Instructions for the task: All of the data is to be restated word for word.

Information provided:
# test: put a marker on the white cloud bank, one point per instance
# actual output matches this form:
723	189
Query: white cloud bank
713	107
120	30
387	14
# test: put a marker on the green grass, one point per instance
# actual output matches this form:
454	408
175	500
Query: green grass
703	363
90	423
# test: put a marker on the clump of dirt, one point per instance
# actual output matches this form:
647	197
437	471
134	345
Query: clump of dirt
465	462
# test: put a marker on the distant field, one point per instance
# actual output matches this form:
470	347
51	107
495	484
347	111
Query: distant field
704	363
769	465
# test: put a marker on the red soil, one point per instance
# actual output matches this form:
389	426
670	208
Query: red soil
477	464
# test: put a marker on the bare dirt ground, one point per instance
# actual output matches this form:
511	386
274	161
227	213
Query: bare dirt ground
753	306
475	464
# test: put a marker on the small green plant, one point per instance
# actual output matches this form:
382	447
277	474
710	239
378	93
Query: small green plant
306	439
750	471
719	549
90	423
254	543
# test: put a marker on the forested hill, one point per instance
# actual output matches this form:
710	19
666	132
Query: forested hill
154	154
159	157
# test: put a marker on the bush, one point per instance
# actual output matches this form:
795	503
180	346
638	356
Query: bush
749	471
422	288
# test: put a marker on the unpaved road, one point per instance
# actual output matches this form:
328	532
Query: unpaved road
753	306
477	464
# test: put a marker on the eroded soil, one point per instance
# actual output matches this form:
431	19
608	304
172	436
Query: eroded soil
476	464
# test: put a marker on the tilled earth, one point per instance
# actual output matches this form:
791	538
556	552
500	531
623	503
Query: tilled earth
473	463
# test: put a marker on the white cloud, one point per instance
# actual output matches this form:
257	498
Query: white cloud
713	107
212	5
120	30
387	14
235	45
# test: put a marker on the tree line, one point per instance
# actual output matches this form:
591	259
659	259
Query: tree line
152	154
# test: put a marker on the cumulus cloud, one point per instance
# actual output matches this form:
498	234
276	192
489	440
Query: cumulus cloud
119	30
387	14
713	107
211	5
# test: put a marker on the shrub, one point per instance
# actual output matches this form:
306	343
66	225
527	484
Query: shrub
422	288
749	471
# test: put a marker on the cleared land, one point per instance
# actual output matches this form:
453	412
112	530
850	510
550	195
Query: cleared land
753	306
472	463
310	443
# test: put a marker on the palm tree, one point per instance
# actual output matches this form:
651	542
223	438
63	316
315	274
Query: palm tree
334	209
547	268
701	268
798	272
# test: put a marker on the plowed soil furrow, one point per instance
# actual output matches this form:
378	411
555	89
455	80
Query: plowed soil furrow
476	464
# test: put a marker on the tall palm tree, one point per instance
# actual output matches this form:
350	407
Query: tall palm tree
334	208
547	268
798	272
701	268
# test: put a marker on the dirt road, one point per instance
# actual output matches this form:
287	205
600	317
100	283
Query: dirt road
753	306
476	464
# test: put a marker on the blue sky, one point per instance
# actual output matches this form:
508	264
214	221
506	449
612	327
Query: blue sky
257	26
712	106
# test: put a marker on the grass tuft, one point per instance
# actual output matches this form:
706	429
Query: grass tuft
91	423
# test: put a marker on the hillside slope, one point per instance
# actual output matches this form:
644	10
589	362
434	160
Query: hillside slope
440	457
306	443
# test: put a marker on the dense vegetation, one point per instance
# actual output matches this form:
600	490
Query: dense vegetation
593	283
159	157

Exercise response:
# test: put a marker on the white cloud bank, one point per instance
# actual output matches this form:
723	189
Query: white cloud bank
713	107
120	30
387	14
# test: put a marker on the green grass, one point per instance
# actual output matches this form:
454	408
175	500
Query: green grass
703	363
90	423
# test: put a marker on the clump of dirt, one point per instance
# actual output matches this form:
647	197
437	471
134	345
Query: clump of dirt
465	462
# test: put a marker on the distant field, one point per instance
# actual output matches this form:
470	347
51	107
495	484
347	111
Query: distant field
704	363
769	465
# test: put a marker on the red soil, one point per instance
# actual output matches this form:
389	426
670	208
Query: red soil
477	464
# test: put a marker on the bare dirt ground, one point per instance
# actual output matches this form:
511	386
274	161
227	213
Query: bare dirt ground
753	306
475	464
# test: put a marker on the small green plant, one point per instance
# actual output matches this form:
382	447
277	474
710	239
378	93
Query: small green plant
306	439
750	471
719	549
90	423
254	543
# test: put a marker on the forested hill, one point per instance
# actual output matches this form:
710	19
666	132
Query: forested hill
154	154
159	157
# test: put a marker on the bush, one point per instance
# actual output matches this form:
795	503
180	346
638	356
Query: bush
749	471
422	288
# test: put a marker on the unpaved road, one point per instance
# actual output matches this form:
328	532
Query: unpaved road
753	306
477	464
# test: put a marker on the eroded soil, one point per instance
# actual output matches this form:
431	19
608	304
172	436
Query: eroded soil
476	464
# test: put a marker on the tilled earth, one point per instance
# actual output matches this form:
791	538
556	552
500	531
623	503
Query: tilled earth
473	463
# test: put a marker on the white cloud, one point per instance
# actual output matches this form:
257	498
Query: white cloud
713	107
212	5
120	30
387	14
235	45
# test: put a marker on the tree line, one point per instance
# actual output matches this form:
591	259
659	259
Query: tree line
152	154
# test: put a marker on the cumulus cloud, one point per instance
# actual output matches this form:
498	234
276	192
489	440
Query: cumulus cloud
119	30
387	14
713	107
211	5
# test: put a marker on the shrub, one point per instance
# actual output matches this form:
306	343
66	225
527	484
Query: shrub
422	288
749	471
# test: put a marker on the cleared land, one point per instance
# actual output matches this form:
453	412
112	530
850	510
550	195
Query: cleared land
753	306
472	463
310	443
# test: put a marker on the palm tree, one point per instance
# actual output matches this form:
651	542
223	438
63	316
315	274
Query: palm tree
334	209
547	268
701	268
798	272
# test: put a marker on the plowed soil furrow, one point per instance
# actual output matches this form:
378	411
555	89
455	80
Query: plowed soil furrow
476	464
# test: put a marker on the tall palm tree, one point per instance
# actual output matches this form:
350	407
Query: tall palm tree
334	208
547	268
798	272
701	268
# test: put a marker on the dirt road, one point per instance
# actual output matches this form:
287	205
600	317
100	283
Query: dirt road
753	306
476	464
# test: put a marker on the blue sky, one point per instance
# actual output matches this form:
508	264
214	221
506	449
612	327
Query: blue sky
257	26
712	106
# test: put a marker on the grass tuft, one point per instance
# actual output matches this form:
706	429
Query: grass tuft
91	423
# test: put a marker on the hillside slope, one point per instance
# actual output matches this form:
644	10
589	362
434	160
Query: hillside slope
440	457
306	443
# test: put a marker on the dense vegetation, one point per instance
# actual output matches this form:
600	490
Query: dense vegetation
593	283
159	157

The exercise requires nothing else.